## start

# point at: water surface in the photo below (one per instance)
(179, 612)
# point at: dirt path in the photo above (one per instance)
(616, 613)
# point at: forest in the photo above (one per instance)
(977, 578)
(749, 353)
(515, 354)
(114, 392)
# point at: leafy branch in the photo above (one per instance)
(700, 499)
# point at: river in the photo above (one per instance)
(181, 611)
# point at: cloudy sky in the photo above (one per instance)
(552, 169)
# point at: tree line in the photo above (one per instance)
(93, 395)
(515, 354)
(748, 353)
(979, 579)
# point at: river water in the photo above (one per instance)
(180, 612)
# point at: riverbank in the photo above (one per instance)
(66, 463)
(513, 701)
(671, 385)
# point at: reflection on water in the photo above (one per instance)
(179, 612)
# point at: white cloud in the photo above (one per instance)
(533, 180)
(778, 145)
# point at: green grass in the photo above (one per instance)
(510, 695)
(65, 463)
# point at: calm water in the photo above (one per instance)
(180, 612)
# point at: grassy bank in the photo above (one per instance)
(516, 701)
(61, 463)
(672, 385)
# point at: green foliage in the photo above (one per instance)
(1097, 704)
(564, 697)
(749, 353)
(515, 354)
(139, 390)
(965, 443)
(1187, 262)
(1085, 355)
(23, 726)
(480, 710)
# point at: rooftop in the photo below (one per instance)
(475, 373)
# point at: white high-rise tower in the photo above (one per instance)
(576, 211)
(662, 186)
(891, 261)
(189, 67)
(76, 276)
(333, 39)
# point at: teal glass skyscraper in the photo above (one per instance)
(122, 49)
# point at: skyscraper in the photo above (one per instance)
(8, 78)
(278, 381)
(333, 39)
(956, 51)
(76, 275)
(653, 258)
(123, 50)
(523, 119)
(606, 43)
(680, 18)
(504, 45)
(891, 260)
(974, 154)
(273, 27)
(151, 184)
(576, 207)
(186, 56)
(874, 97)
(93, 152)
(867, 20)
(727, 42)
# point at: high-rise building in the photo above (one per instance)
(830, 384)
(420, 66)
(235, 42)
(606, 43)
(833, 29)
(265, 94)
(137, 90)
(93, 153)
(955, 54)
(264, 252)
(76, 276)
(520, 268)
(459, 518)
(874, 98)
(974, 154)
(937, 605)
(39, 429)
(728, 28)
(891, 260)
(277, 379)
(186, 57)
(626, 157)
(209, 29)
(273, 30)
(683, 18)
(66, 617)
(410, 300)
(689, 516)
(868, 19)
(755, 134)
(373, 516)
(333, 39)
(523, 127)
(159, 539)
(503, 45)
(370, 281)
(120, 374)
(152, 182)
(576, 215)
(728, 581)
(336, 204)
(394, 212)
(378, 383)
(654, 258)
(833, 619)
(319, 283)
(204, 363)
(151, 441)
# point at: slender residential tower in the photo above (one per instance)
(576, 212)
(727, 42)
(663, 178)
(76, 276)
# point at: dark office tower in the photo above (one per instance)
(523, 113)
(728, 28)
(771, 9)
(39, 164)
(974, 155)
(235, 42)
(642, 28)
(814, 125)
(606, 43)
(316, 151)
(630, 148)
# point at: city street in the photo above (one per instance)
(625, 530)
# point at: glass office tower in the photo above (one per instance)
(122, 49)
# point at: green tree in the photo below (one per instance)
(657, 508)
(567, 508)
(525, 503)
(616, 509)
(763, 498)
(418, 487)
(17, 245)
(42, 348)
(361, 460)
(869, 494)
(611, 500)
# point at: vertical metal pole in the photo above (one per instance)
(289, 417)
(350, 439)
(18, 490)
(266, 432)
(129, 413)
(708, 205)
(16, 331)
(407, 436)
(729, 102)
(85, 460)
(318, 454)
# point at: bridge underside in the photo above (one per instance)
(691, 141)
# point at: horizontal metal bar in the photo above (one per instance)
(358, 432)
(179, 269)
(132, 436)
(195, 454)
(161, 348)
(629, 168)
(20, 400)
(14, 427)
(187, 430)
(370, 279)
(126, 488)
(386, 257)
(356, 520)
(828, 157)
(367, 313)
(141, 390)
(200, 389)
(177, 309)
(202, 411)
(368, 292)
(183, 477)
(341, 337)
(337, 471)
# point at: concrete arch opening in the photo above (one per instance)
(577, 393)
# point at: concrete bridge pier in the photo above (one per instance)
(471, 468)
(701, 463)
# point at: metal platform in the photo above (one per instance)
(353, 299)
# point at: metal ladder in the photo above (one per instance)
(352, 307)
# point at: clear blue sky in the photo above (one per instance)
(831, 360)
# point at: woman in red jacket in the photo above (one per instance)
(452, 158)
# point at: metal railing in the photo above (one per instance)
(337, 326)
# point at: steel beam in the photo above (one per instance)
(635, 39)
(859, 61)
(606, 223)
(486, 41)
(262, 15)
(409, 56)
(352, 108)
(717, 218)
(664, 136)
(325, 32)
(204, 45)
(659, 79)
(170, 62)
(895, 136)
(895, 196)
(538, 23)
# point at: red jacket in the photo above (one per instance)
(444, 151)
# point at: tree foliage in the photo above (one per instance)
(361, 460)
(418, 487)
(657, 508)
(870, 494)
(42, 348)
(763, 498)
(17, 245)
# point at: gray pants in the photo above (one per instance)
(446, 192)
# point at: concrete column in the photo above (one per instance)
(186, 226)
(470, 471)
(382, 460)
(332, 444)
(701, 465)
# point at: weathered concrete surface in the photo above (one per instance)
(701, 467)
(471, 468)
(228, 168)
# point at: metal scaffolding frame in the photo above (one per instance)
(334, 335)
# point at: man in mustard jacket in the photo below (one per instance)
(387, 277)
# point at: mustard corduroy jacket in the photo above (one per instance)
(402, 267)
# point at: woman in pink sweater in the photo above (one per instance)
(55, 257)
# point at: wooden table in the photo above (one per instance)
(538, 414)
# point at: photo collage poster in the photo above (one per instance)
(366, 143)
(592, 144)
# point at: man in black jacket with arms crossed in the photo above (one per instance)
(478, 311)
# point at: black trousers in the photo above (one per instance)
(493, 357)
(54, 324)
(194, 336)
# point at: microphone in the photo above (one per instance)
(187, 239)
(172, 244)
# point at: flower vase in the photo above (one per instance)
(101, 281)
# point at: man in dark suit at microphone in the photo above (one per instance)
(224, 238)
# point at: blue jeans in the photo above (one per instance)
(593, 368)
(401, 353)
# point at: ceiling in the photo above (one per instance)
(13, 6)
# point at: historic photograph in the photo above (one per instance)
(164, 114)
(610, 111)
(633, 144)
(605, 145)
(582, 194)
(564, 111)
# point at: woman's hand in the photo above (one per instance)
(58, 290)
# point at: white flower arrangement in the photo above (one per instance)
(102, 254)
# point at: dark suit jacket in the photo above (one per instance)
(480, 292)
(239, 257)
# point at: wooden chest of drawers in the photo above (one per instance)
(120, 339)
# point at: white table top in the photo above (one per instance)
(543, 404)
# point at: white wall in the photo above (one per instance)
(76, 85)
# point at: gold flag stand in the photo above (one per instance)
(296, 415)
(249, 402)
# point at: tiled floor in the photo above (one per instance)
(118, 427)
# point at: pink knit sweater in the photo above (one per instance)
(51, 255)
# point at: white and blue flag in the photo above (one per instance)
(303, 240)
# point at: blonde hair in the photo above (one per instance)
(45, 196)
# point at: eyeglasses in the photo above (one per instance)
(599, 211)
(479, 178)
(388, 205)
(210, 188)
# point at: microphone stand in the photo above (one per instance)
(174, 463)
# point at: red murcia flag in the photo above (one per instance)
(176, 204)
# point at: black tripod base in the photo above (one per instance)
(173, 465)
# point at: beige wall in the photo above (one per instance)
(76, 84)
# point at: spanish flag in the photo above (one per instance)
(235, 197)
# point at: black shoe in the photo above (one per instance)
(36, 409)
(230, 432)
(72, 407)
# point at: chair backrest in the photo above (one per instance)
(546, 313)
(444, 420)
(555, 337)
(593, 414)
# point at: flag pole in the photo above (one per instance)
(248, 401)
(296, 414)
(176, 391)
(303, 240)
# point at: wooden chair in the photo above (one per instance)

## end

**What is required:** Only the lines from the one containing "# point at: microphone stand" to the end of the records should be repeated, exactly as they appear.

**Final result:**
# point at: microphone stand in the photo above (one per instance)
(174, 463)
# point at: red murcia flag in the photo above (one per instance)
(176, 204)
# point at: black tripod base in the photo above (one per instance)
(173, 465)
# point at: beige wall in the photo above (one per instance)
(76, 84)
# point at: spanish flag in the photo above (one per instance)
(235, 197)
# point at: black shoe in the photo above (one per instance)
(36, 409)
(230, 432)
(72, 407)
# point at: chair backrest in the photo above (one per instance)
(546, 313)
(444, 420)
(555, 337)
(593, 414)
# point at: flag pole in the photo above (one per instance)
(248, 401)
(296, 414)
(176, 391)
(303, 240)
# point at: wooden chair in the photo above (one per instance)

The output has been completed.